▸ Job:
Output every entry exactly as given.

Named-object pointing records
________________________________________

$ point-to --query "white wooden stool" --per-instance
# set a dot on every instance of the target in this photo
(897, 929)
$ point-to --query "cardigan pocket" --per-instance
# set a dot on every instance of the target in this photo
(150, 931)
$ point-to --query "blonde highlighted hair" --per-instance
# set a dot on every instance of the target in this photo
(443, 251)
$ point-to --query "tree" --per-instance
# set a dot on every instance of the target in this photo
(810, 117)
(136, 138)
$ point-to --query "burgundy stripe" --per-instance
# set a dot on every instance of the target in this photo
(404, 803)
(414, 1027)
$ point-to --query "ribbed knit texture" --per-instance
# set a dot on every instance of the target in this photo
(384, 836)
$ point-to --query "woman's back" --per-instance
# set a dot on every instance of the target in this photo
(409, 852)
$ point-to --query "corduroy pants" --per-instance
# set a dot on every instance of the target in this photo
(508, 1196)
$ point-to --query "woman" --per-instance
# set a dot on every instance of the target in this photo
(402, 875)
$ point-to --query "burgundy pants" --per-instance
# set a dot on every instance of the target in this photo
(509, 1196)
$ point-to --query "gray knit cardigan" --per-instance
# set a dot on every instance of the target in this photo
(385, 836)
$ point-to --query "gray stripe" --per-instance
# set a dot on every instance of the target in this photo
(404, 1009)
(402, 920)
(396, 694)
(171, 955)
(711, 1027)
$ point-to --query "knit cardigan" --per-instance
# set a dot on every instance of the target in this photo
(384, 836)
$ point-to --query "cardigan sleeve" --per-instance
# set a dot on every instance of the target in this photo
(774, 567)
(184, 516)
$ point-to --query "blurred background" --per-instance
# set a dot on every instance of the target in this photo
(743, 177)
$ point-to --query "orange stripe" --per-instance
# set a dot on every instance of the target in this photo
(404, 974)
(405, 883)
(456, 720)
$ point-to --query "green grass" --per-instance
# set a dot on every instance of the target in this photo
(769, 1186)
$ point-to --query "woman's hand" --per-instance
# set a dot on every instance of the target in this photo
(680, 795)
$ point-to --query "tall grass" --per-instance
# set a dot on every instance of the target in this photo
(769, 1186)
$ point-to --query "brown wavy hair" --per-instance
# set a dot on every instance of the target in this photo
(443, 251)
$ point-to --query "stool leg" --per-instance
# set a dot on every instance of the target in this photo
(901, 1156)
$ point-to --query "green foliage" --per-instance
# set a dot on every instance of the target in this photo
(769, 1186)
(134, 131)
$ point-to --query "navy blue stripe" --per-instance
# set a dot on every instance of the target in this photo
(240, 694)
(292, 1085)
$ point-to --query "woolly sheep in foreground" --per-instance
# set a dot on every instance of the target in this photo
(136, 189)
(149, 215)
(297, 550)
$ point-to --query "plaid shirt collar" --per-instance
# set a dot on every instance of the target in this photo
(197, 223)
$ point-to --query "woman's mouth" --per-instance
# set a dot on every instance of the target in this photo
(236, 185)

________________________________________

▸ Task result:
$ point-to --query "white wooden stool" --per-instance
# set a dot on every instance of the target in this photo
(897, 929)
$ point-to --query "cardigan pocket" --per-instance
# set a dot on every instance of the target in this photo
(150, 931)
$ point-to --query "blonde highlighted hair" --per-instance
# set a dot on every instance of the target in this photo
(443, 251)
$ point-to --query "tree" --per-instance
# set a dot on every instance of the target in this photo
(810, 117)
(136, 138)
$ point-to --query "burgundy stripe" --per-instance
# set a dot on every instance of the target in this photo
(404, 803)
(414, 1027)
$ point-to --query "ribbed knit texture" --per-instance
# set a dot on every instance of the target in this photo
(384, 836)
$ point-to --query "woman's back" --per-instance
# set a dot on every instance of the target in this photo
(409, 852)
$ point-to --query "corduroy pants" --per-instance
# set a dot on every instance of the target in this photo
(508, 1196)
$ point-to --query "woman" --per-instance
# set a dot on every instance of the target in this photo
(402, 875)
$ point-to --query "burgundy pants" --per-instance
# set a dot on every instance of the target in this photo
(509, 1196)
$ point-to --query "gray knit cardigan" --per-instance
# set a dot on every instance of the target in this photo
(385, 836)
$ point-to --query "gray stripe" --per-instance
# set a dot on every instance of the target in this photo
(404, 1009)
(402, 920)
(396, 694)
(171, 955)
(711, 1027)
$ point-to --query "knit cardigan" --per-instance
# set a dot on every instance of the target in this photo
(384, 836)
$ point-to --query "cardigan sleeve" --per-instance
# set a dot on every instance of the target in this photo
(774, 567)
(184, 516)
$ point-to --query "blurred background" --per-instance
# set a dot on every instance of the target in this photo
(743, 177)
$ point-to --query "orange stripe" --per-instance
# set a dot on every instance of the target in this photo
(404, 974)
(405, 883)
(456, 720)
$ point-to --query "green grass" --per-instance
# set a dot on every instance of the target in this photo
(769, 1186)
$ point-to --query "woman's hand" --per-instance
# set a dot on every instance of the target in this photo
(680, 795)
$ point-to --query "tall grass" --per-instance
# set a dot on every instance of the target in this photo
(769, 1186)
$ point-to --query "brown wavy hair" --per-instance
# set a dot on every instance of the target in this photo
(443, 251)
$ point-to --query "stool leg" --per-instance
# set a dot on every instance of the target in this photo
(901, 1156)
$ point-to --query "green foliage" --per-instance
# set a dot on every instance of the target in this photo
(769, 1186)
(134, 131)
$ point-to --query "navy blue stripe" --per-instance
# set a dot on every instance of the target in this photo
(240, 694)
(292, 1085)
$ point-to --query "woolly sheep in foreground" --per-instance
# set a dot on every instance of the target in this photo
(136, 189)
(149, 215)
(297, 550)
$ point-to --query "plaid shirt collar" --per-instance
# set a dot on every instance of the target in this photo
(197, 223)
$ point-to --query "woman's mouth" --per-instance
# set a dot on every instance of the target in this photo
(236, 185)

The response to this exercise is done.